▸ Raw data:
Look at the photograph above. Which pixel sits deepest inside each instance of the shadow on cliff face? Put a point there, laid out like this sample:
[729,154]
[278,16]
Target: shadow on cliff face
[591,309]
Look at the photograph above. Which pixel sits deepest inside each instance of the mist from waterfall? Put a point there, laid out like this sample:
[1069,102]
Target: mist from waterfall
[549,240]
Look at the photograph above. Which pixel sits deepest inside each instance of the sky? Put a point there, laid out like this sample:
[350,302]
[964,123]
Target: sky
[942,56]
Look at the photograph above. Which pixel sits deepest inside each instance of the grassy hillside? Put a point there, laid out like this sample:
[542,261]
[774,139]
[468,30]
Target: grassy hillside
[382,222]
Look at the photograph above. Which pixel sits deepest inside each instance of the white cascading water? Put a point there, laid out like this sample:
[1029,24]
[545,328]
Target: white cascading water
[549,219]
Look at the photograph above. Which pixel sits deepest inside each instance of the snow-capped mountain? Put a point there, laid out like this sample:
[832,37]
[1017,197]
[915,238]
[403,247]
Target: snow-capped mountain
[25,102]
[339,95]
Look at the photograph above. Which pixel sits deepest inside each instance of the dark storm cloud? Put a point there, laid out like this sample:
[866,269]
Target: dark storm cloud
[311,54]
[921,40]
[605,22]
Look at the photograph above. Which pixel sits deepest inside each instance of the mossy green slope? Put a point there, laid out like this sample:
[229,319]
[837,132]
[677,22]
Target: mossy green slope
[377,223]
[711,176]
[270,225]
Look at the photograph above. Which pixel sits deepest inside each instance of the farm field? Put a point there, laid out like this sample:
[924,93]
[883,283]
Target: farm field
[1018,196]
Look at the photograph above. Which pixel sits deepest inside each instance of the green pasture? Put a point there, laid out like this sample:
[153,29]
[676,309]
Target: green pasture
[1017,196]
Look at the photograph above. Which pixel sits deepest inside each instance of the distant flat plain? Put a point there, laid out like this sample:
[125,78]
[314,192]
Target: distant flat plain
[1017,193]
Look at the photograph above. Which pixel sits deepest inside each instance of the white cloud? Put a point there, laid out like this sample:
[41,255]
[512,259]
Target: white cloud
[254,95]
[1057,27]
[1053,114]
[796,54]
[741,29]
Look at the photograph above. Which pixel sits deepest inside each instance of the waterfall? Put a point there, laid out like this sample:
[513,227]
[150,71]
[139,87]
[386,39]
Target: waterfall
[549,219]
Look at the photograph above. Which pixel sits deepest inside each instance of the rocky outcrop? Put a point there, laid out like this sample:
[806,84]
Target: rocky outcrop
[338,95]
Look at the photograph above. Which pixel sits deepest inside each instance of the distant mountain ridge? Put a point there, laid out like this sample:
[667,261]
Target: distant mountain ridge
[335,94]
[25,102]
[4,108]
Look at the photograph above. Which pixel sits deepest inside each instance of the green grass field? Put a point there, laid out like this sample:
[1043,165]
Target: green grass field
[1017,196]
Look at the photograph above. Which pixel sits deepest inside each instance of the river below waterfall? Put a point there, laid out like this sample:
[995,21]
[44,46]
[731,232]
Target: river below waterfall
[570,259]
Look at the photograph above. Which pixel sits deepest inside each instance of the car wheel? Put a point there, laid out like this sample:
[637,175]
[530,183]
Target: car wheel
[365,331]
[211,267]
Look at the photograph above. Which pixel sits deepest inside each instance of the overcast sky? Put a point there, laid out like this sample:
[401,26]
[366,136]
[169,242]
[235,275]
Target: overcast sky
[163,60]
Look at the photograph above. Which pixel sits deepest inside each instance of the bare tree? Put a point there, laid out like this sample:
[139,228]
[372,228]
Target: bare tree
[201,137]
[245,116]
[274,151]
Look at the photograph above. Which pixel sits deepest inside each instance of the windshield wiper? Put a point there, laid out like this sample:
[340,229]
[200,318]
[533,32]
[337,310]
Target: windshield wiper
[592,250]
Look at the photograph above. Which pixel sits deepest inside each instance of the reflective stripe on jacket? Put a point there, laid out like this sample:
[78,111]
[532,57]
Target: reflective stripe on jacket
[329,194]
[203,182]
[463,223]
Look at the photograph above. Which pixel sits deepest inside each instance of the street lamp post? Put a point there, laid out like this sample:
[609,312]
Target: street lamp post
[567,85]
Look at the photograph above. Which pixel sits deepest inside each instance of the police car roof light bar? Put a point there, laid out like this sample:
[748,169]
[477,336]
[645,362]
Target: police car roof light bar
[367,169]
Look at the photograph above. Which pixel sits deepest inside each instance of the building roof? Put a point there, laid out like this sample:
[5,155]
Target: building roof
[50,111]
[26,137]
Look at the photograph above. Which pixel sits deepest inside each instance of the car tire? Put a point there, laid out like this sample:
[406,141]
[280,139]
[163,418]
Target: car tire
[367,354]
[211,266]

▸ Task: With no word added or dropped, repeat the entire listing.

▸ Answer to the problem:
Look at the photograph above. Which pixel sits deepest inside each instance of the shadow on cliff face? Put a point there, laid out like this sample:
[729,154]
[278,16]
Target: shadow on cliff face
[591,309]
Look at the photograph above. Which pixel sits deepest inside each instance of the mist from waterfall? Put a point there, laid out like this sample:
[1069,102]
Target: mist from waterfall
[549,240]
Look at the photograph above. Which pixel sits deepest inside each instance of the sky? Put a point there, laid out like this sample:
[350,302]
[964,123]
Target: sky
[942,56]
Look at the photograph above. Which pixel sits deepest inside each instance of the grassy hillside? Put a point there, laid out like this sample:
[542,261]
[774,139]
[468,30]
Target: grassy hillside
[382,222]
Look at the photograph above. Which pixel sits deepest inside each instance of the white cascading water? Put a point there, laid out like this sample:
[1029,24]
[545,328]
Target: white cascading water
[549,219]
Look at the photograph above. Which pixel sits deepest inside each instance of the snow-capped mountain? Put a point there, laid out like this sample:
[832,37]
[1017,197]
[915,238]
[403,247]
Target: snow-capped mountain
[25,102]
[339,95]
Look at the photograph above. Which pixel sits deepest inside each instance of the dark storm cloud? Put a point there, laid out like this sample:
[866,269]
Target: dark storm cloud
[311,54]
[921,40]
[605,22]
Look at the photograph above. Which pixel sits deepest inside each instance of the mossy green slope? Put a point there, laid out like this sample:
[229,319]
[837,132]
[677,22]
Target: mossy green slope
[377,223]
[711,176]
[270,225]
Look at the photograph above. Which pixel sits deepest inside each instance of the farm field? Put a point there, laid out like this sample:
[924,93]
[883,283]
Target: farm field
[1018,196]
Look at the photograph above. Which pixel sits deepest inside each instance of the green pasture? Put a point there, laid out like this sample:
[153,29]
[676,309]
Target: green pasture
[1017,196]
Look at the photograph above. Which pixel sits deepest inside each instance of the distant flat plain? Put a point there, laid out like this sample:
[125,78]
[314,192]
Target: distant flat plain
[1017,193]
Look at the photograph above. Which pixel sits deepest inside each instance of the white cloud? Put a point there, laid out like this sample:
[41,255]
[512,259]
Target: white cloud
[254,95]
[1057,27]
[1053,114]
[796,54]
[741,29]
Look at the photograph above. Which pixel sits deepest inside each instance of the waterfall? Put a point there, laid out like this sample:
[513,227]
[150,71]
[139,87]
[386,39]
Target: waterfall
[549,219]
Look at the photograph above. Which pixel sits deepest inside each instance of the rocky outcrop? Put a point there, laid out like this sample:
[806,84]
Target: rocky outcrop
[338,95]
Look at the photograph above. Which pixel sits deepest inside each instance of the distant mountain ridge? Put a point there, laid out like this sample:
[667,261]
Target: distant mountain ridge
[335,94]
[25,102]
[4,108]
Look at the photograph above. Which pixel sits deepest inside each instance of the green grass field? Put a point there, laid out like this sample:
[1043,165]
Target: green grass field
[1017,196]
Look at the photograph above. Which pixel sits deepest inside each instance of the river below waterfall? Put a point there, laid out like this sample:
[995,21]
[44,46]
[731,232]
Target: river below waterfall
[570,259]
Look at the photograph above. Which pixel sits deepest inside each instance of the car wheel? Put a point there, laid out like this sample:
[637,175]
[530,183]
Target: car wheel
[365,331]
[211,267]
Look at the photograph above. Which pixel sits deepest inside each instance of the overcast sky? Put a point there, laid out like this sample:
[401,26]
[366,136]
[169,242]
[235,275]
Target: overcast sky
[163,60]
Look at the photograph above. Which pixel sits deepest inside each instance of the bare tree? Put a point there, laid out like this sample:
[139,228]
[372,228]
Target: bare tree
[201,137]
[245,116]
[274,151]
Look at the photograph above. Which pixel sits deepest inside each instance of the windshield wiper? Put a point there, laid out like this sample:
[340,229]
[200,318]
[533,32]
[337,310]
Target: windshield wiper
[592,250]
Look at the photograph above. Which pixel sits deepest inside each instance of the reflective stripe on jacket? Put a point there, laid out like this sample:
[78,111]
[532,57]
Target: reflective stripe on jacket
[329,194]
[203,182]
[463,223]
Look at the photograph above. Which pixel sits deepest inside each instance of the street lamp post? Put a point there, laid out like this sample:
[609,312]
Target: street lamp post
[567,85]
Look at the photograph above. Which pixel sits deepest inside each instance of the police car roof light bar? Put a point there, laid out like this sample:
[748,169]
[477,336]
[645,362]
Target: police car roof light bar
[367,169]
Look at the photograph above. Which pixel sits deepest inside each instance of the building roof? Put a point there, laid out like this sample:
[5,155]
Target: building roof
[50,111]
[26,137]
Look at the photograph above. Which pixel sits deepest inside each instance of the car tire? Put a point there, laid out like this sample:
[406,141]
[280,139]
[163,418]
Target: car tire
[367,354]
[211,266]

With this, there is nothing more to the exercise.